Copy out all lines of the material below in which "rough" occurs.
══ RECORDS SUPPLIED
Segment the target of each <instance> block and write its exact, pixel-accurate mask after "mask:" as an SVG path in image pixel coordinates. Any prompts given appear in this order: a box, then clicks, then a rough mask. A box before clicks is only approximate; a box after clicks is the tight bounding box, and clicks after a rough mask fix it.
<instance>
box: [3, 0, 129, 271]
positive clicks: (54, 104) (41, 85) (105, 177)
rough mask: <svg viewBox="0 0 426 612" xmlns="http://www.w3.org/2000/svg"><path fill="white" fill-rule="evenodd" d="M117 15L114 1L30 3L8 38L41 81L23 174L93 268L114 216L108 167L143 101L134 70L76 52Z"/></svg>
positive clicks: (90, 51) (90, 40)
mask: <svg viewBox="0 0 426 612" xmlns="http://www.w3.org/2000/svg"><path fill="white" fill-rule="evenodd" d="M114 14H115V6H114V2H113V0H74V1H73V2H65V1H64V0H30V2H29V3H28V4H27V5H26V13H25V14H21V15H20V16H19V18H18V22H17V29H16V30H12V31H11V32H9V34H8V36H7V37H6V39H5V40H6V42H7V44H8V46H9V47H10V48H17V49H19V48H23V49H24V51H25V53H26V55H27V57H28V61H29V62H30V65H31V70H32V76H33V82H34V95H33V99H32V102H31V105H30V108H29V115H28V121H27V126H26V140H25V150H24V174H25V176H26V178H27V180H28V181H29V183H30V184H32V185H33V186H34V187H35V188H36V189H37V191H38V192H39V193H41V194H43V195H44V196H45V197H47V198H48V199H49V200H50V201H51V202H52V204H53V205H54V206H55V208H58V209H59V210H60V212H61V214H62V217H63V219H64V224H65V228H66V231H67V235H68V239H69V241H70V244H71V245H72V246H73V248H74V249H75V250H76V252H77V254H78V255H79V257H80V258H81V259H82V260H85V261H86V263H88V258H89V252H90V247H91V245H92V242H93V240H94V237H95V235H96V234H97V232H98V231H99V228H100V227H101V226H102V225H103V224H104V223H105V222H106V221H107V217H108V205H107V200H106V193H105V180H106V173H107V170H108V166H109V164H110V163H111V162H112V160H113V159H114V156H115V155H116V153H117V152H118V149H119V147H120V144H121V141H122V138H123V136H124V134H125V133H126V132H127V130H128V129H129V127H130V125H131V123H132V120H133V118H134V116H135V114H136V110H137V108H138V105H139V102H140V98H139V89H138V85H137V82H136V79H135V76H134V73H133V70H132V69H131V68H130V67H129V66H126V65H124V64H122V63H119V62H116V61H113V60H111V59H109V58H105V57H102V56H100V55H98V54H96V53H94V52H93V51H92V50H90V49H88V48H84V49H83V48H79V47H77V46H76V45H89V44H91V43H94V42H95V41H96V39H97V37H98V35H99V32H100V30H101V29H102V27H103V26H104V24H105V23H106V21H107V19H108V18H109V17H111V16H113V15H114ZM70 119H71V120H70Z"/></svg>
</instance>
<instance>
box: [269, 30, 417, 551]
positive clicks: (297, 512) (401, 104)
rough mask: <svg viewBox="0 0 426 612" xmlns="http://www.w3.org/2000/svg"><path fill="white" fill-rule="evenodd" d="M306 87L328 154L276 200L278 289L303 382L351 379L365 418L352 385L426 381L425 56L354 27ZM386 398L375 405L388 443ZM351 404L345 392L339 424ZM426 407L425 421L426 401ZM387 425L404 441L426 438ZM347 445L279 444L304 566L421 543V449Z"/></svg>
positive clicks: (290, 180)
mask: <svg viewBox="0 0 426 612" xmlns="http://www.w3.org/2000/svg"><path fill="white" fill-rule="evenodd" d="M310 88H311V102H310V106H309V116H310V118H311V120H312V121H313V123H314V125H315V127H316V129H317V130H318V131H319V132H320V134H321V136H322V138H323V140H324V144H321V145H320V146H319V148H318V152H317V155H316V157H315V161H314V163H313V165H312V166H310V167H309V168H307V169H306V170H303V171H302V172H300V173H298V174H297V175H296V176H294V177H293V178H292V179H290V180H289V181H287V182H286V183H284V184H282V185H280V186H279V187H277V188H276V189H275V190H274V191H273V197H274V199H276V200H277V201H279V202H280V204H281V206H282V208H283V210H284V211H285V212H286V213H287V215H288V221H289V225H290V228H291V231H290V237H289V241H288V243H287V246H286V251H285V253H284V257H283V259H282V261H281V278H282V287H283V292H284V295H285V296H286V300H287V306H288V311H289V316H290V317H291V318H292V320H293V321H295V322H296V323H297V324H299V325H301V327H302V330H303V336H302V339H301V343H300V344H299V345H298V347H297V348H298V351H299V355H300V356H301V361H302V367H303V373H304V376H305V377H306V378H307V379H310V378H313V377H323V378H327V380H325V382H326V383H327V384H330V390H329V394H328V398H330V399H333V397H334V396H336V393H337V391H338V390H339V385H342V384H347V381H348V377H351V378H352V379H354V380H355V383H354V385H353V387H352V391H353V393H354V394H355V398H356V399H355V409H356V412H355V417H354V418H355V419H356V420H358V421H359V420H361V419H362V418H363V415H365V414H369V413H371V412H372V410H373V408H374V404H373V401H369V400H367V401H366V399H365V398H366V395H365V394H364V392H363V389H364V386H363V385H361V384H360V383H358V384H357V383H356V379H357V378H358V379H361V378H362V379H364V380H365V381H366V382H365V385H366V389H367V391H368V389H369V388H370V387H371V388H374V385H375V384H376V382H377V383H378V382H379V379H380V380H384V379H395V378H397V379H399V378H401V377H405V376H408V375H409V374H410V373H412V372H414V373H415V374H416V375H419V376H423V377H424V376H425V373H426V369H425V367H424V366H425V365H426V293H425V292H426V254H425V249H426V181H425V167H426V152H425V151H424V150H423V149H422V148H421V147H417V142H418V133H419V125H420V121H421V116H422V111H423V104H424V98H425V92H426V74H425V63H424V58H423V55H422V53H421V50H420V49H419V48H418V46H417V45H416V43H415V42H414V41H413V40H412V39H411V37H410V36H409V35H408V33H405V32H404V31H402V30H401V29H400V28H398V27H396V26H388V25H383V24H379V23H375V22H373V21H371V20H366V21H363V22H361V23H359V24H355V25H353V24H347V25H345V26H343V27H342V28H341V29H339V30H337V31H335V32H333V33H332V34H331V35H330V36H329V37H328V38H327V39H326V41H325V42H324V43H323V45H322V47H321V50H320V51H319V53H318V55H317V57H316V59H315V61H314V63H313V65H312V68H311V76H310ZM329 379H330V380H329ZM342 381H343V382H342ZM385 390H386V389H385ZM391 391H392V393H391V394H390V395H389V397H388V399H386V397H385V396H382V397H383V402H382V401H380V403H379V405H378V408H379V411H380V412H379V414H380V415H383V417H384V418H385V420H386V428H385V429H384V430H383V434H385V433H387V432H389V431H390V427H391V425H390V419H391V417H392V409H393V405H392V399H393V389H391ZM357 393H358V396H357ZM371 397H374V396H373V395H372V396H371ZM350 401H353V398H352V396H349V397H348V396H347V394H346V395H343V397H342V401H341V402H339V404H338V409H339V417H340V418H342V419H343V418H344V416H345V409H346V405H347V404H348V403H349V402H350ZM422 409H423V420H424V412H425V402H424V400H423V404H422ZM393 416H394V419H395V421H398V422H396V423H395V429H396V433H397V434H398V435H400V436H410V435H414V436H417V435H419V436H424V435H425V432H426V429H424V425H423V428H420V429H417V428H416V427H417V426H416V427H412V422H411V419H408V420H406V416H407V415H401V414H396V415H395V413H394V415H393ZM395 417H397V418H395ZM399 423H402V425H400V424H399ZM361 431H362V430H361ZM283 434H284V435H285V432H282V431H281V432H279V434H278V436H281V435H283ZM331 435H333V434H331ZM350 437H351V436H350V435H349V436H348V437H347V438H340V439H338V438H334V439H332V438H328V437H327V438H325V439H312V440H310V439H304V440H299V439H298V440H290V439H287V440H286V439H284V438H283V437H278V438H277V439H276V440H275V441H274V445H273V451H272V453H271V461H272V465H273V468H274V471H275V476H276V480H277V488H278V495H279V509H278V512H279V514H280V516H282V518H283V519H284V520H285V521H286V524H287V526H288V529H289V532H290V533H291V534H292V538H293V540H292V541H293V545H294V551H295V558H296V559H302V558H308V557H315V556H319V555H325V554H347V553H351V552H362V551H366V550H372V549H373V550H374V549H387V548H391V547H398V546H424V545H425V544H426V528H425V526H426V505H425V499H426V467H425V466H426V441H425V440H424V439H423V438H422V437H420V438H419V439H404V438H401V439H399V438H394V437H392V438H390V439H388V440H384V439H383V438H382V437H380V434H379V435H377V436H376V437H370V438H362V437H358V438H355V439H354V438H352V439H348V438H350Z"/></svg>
════
### ANSWER TO THIS EXERCISE
Segment the target of each <instance> block and write its exact, pixel-accurate mask after "mask:" as an SVG path in image pixel coordinates. Any prompts given appear in this order: a box, then clicks, then a rough mask. A box before clicks is only approximate; a box after clicks is the tight bounding box, and clicks after a rough mask fix it.
rough mask: <svg viewBox="0 0 426 612" xmlns="http://www.w3.org/2000/svg"><path fill="white" fill-rule="evenodd" d="M117 15L114 1L30 3L8 38L41 81L23 174L93 268L114 216L108 167L143 101L134 70L76 52Z"/></svg>
rough mask: <svg viewBox="0 0 426 612" xmlns="http://www.w3.org/2000/svg"><path fill="white" fill-rule="evenodd" d="M306 87L328 154L276 200L278 289L303 382L351 379L365 418L352 385L426 381L425 56L354 27ZM386 398L375 405L388 443ZM351 404L345 392L339 424ZM426 407L425 421L426 401ZM387 425L404 441L426 438ZM347 445L279 444L304 566L421 543V449Z"/></svg>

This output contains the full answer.